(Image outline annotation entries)

════

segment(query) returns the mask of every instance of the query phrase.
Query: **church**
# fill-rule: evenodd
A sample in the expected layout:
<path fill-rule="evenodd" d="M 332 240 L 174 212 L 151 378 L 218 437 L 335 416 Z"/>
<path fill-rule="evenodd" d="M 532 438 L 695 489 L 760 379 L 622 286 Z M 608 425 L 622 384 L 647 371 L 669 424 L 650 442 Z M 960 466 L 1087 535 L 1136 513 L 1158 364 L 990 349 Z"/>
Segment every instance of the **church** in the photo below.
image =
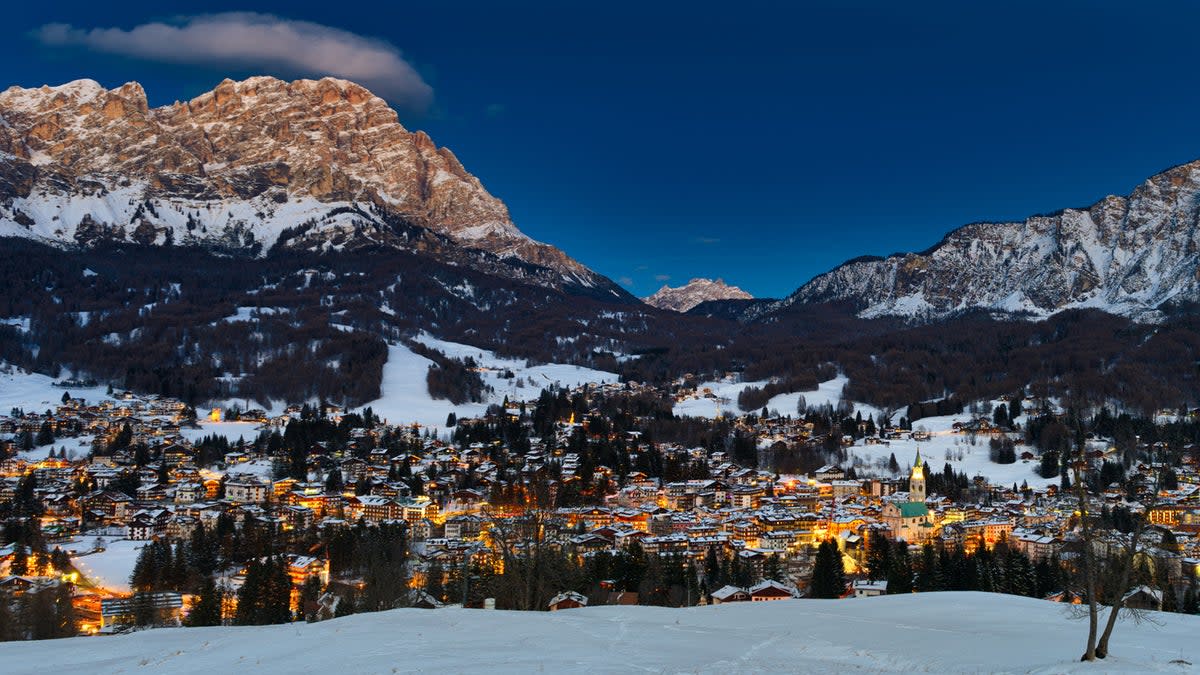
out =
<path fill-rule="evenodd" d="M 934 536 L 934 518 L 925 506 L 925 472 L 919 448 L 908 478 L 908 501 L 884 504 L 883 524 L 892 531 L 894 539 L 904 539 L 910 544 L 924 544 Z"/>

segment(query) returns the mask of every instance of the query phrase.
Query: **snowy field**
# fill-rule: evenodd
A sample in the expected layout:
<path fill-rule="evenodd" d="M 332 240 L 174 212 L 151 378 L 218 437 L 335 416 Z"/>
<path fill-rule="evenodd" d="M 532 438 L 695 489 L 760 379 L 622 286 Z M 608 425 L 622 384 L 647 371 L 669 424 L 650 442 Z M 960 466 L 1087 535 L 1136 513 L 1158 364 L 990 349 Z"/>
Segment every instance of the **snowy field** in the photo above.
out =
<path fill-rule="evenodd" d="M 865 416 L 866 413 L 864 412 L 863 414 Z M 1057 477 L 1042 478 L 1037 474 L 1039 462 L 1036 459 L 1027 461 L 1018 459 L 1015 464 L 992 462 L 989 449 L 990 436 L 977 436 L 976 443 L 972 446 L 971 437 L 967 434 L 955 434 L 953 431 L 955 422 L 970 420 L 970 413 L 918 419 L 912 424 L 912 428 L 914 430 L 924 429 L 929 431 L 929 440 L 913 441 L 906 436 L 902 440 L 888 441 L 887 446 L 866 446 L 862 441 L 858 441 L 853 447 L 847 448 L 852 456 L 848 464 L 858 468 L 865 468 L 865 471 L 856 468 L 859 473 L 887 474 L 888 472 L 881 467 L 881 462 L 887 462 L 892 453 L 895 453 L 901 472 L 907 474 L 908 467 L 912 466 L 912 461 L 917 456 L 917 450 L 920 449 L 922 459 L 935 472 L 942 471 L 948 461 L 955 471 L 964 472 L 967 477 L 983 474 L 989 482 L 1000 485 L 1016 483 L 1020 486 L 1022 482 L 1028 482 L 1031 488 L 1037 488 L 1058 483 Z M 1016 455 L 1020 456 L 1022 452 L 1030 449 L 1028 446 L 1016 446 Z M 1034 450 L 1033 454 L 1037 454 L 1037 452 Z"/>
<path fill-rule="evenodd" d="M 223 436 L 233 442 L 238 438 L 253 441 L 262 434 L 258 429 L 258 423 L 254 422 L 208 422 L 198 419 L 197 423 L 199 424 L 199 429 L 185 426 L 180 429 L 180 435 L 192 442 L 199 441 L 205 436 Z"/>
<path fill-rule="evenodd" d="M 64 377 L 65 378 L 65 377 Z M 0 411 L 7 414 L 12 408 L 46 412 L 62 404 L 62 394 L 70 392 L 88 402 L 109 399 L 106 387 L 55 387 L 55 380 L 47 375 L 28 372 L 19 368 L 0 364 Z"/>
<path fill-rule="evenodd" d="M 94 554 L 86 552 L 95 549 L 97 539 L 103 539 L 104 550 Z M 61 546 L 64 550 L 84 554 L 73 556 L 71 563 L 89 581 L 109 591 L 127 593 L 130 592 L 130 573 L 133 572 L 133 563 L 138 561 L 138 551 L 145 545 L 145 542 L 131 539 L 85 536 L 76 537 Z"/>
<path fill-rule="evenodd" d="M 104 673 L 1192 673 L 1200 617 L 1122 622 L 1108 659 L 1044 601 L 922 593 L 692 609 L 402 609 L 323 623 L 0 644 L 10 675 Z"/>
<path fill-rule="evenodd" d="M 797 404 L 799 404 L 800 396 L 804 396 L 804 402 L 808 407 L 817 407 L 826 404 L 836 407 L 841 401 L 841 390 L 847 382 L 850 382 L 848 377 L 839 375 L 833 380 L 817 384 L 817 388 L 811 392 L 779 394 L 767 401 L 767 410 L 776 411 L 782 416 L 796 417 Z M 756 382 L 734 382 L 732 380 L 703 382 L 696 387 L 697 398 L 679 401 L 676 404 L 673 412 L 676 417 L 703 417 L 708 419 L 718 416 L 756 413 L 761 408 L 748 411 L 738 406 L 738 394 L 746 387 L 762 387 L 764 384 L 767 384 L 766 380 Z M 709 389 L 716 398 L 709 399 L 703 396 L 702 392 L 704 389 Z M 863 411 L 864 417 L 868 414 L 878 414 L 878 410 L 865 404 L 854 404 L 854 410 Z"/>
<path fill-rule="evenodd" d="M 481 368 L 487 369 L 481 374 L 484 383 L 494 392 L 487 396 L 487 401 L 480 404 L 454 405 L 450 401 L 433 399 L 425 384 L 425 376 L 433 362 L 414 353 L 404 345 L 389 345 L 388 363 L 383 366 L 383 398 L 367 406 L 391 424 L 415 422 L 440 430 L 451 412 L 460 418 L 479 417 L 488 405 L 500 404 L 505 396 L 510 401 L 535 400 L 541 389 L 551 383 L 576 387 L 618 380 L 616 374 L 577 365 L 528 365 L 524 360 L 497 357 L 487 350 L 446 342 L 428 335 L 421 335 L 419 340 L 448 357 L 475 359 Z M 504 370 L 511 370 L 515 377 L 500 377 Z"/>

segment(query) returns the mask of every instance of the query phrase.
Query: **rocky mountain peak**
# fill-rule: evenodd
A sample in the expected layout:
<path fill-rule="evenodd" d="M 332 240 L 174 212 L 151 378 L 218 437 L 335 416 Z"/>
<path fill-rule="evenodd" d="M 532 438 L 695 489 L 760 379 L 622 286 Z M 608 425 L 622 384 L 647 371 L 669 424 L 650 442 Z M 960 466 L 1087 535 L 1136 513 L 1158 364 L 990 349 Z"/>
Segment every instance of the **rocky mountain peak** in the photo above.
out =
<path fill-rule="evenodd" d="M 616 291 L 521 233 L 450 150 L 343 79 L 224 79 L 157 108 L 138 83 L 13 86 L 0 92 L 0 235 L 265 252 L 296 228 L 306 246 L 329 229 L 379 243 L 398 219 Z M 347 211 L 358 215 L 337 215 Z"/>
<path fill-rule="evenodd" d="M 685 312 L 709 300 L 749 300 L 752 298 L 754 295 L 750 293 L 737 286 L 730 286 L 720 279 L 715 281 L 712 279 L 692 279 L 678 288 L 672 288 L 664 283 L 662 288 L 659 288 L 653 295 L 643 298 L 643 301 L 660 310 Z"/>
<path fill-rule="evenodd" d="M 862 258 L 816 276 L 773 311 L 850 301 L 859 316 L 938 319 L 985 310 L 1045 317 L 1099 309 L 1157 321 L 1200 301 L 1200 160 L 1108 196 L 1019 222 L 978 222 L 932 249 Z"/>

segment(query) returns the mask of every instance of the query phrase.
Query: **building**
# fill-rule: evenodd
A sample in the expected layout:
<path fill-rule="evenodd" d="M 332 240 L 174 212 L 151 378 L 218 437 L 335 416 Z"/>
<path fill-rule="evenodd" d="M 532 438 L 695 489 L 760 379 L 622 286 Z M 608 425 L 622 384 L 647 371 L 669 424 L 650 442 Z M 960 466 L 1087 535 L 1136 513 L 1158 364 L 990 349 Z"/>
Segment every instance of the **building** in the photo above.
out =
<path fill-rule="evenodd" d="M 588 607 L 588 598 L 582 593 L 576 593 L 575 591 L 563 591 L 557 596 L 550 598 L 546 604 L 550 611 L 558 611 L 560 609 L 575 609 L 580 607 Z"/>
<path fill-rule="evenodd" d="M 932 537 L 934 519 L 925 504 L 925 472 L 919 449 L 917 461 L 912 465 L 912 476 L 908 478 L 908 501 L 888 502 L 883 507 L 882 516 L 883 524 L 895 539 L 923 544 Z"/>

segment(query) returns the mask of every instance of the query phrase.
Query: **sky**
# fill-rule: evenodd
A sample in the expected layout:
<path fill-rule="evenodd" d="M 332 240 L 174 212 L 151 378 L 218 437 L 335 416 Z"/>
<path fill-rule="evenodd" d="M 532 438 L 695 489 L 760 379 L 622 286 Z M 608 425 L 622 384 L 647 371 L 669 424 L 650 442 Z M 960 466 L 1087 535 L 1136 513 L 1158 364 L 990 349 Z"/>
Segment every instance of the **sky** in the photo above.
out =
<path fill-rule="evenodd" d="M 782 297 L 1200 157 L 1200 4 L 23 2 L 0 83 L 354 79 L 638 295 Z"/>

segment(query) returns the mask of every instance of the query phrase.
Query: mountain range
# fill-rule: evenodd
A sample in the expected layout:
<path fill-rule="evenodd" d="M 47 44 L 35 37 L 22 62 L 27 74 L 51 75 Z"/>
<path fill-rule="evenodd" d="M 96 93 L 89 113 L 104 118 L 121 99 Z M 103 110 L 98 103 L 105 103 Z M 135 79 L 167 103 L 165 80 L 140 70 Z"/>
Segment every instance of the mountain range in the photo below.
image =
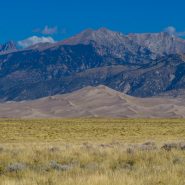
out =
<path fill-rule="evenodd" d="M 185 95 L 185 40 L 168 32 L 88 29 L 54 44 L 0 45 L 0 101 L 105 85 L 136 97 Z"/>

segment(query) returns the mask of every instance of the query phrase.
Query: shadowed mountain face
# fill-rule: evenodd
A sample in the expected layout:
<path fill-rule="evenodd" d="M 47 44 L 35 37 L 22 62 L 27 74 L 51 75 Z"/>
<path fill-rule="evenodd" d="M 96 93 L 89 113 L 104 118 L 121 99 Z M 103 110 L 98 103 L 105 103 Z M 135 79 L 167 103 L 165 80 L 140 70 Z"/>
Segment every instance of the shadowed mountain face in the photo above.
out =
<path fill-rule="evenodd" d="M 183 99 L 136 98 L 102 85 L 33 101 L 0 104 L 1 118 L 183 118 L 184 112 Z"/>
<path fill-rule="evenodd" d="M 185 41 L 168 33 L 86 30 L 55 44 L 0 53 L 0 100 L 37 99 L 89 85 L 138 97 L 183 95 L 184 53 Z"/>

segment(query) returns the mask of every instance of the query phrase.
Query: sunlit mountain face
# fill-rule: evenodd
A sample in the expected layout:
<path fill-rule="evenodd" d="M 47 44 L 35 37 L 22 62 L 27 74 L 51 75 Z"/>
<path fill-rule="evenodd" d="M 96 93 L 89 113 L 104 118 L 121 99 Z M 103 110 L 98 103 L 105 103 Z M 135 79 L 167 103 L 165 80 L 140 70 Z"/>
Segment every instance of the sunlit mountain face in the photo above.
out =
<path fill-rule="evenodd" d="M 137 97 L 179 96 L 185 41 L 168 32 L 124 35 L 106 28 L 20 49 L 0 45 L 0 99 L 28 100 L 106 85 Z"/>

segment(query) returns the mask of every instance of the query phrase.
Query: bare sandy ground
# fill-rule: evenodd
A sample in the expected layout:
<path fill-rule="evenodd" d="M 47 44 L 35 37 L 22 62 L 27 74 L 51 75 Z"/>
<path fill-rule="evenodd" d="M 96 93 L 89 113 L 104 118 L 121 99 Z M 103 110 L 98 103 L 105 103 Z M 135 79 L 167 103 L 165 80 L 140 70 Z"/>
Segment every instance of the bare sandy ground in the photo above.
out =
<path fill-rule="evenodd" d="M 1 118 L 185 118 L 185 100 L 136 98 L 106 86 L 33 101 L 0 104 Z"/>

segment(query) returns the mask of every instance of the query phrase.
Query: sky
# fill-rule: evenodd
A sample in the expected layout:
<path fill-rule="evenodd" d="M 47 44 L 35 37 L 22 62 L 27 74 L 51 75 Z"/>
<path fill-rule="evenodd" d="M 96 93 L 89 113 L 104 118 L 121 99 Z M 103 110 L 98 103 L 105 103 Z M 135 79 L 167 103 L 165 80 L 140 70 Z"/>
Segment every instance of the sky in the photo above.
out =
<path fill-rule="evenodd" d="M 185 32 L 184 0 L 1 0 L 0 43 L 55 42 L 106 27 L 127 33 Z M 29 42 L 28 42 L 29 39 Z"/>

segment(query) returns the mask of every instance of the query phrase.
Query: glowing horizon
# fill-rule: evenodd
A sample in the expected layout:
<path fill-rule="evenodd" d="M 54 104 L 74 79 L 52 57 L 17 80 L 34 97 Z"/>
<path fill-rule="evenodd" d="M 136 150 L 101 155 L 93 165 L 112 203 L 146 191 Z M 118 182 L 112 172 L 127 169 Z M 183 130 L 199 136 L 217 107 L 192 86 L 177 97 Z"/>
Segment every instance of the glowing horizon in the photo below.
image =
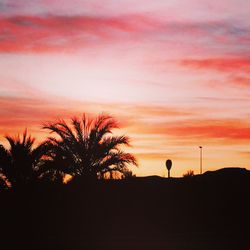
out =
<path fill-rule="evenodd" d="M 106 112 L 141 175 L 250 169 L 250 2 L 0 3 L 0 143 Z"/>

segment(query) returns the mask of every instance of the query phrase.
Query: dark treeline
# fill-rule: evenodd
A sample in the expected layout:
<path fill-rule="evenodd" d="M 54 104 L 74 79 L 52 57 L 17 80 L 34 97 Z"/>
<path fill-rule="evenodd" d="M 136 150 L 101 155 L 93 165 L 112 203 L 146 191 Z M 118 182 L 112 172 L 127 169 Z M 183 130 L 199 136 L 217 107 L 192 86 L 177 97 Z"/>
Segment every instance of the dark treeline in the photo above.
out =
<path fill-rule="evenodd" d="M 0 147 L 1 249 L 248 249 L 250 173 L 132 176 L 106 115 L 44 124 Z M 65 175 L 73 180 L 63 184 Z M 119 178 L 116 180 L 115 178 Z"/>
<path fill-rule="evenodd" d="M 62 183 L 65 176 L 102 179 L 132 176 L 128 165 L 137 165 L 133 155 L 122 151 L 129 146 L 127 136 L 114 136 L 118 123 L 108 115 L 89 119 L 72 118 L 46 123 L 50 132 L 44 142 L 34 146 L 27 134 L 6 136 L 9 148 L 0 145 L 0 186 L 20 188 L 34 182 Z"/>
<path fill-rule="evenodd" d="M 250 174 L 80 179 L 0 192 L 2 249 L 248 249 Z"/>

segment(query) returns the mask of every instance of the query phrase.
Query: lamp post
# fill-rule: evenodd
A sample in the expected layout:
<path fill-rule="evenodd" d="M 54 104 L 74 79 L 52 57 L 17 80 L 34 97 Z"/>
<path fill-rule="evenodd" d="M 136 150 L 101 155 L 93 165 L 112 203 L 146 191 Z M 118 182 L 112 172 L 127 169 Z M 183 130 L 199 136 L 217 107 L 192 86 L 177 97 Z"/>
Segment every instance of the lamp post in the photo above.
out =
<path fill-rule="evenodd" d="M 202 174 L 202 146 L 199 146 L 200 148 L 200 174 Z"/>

════

Count the lines in the records above that contain the word "face". Reply with the number alone.

## FULL SOLUTION
4